DIRECTIONS >>
Take each line of the entries below that contains "plaid" and copy it.

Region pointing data
* * * *

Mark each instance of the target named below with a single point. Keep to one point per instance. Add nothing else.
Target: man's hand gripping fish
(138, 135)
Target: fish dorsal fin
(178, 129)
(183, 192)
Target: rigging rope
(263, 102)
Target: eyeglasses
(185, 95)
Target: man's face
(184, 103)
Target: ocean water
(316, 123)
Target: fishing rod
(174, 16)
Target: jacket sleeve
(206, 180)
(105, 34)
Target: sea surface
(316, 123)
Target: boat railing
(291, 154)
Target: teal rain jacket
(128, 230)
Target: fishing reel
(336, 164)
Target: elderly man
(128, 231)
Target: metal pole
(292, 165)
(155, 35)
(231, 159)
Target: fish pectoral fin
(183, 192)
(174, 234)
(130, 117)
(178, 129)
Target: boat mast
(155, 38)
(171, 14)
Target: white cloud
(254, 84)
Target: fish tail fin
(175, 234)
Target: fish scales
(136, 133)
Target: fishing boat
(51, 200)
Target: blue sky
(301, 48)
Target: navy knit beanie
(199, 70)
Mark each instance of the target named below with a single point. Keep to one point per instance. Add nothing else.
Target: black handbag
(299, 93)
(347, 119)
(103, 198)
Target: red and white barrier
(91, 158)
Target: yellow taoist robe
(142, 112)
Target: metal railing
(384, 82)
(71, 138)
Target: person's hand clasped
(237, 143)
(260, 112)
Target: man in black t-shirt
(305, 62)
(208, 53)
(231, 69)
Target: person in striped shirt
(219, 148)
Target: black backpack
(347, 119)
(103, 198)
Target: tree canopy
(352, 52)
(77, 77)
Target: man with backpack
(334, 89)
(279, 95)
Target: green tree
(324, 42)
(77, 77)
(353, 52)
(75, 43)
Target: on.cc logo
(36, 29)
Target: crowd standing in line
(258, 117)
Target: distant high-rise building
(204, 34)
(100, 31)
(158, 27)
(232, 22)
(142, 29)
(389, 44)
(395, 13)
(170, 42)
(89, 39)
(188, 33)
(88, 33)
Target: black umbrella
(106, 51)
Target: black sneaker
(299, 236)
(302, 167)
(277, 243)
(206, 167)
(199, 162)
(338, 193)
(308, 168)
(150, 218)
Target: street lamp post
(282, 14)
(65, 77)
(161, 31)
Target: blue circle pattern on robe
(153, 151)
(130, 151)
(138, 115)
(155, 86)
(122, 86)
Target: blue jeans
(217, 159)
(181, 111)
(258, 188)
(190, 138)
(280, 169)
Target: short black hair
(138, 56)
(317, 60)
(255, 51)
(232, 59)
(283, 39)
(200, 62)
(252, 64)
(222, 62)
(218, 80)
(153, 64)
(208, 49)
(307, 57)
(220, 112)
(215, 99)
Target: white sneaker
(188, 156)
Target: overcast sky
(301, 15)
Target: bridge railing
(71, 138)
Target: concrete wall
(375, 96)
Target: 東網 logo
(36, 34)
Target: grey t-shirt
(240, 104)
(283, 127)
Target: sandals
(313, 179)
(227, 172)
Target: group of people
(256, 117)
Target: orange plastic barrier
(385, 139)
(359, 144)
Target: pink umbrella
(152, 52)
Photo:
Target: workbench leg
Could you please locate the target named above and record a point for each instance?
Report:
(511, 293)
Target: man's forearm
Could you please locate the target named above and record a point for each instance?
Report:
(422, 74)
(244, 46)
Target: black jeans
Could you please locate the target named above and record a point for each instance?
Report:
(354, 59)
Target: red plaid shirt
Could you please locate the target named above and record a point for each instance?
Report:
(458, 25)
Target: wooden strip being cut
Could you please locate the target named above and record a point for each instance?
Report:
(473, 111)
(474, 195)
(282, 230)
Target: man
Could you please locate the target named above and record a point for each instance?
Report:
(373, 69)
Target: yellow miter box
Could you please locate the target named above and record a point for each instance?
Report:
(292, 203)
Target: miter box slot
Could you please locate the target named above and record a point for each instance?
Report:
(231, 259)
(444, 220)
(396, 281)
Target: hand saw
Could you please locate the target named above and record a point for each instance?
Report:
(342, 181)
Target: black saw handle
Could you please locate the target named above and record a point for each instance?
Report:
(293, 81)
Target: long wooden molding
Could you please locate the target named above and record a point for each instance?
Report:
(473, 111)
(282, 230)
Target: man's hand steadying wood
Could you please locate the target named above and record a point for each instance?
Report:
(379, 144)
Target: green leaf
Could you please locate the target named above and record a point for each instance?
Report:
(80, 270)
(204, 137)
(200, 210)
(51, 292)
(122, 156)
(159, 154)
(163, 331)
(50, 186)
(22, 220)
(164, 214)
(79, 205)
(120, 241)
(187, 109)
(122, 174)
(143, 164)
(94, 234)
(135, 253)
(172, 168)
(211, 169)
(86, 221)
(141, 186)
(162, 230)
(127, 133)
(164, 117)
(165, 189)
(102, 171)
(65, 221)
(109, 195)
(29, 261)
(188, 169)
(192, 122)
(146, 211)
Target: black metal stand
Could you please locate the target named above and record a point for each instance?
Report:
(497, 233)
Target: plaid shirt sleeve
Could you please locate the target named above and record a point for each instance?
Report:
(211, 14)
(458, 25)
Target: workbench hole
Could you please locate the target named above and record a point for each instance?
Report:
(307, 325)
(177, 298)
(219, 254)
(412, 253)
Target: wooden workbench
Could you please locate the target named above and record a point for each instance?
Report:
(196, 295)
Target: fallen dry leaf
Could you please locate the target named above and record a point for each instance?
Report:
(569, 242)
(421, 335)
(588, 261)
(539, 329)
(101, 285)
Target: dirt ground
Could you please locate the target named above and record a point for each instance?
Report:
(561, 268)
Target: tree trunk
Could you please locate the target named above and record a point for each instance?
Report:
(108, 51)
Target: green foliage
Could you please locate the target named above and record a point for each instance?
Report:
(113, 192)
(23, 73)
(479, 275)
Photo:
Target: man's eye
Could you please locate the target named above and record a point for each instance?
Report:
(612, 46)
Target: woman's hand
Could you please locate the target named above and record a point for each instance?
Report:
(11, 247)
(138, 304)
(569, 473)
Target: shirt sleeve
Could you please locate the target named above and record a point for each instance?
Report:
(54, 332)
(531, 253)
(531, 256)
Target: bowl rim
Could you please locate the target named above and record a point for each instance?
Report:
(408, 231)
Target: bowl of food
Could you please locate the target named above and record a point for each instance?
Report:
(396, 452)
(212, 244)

* * * *

ANSWER FOR THE TASK >>
Target: red plaid shirt
Target: plaid shirt sleeve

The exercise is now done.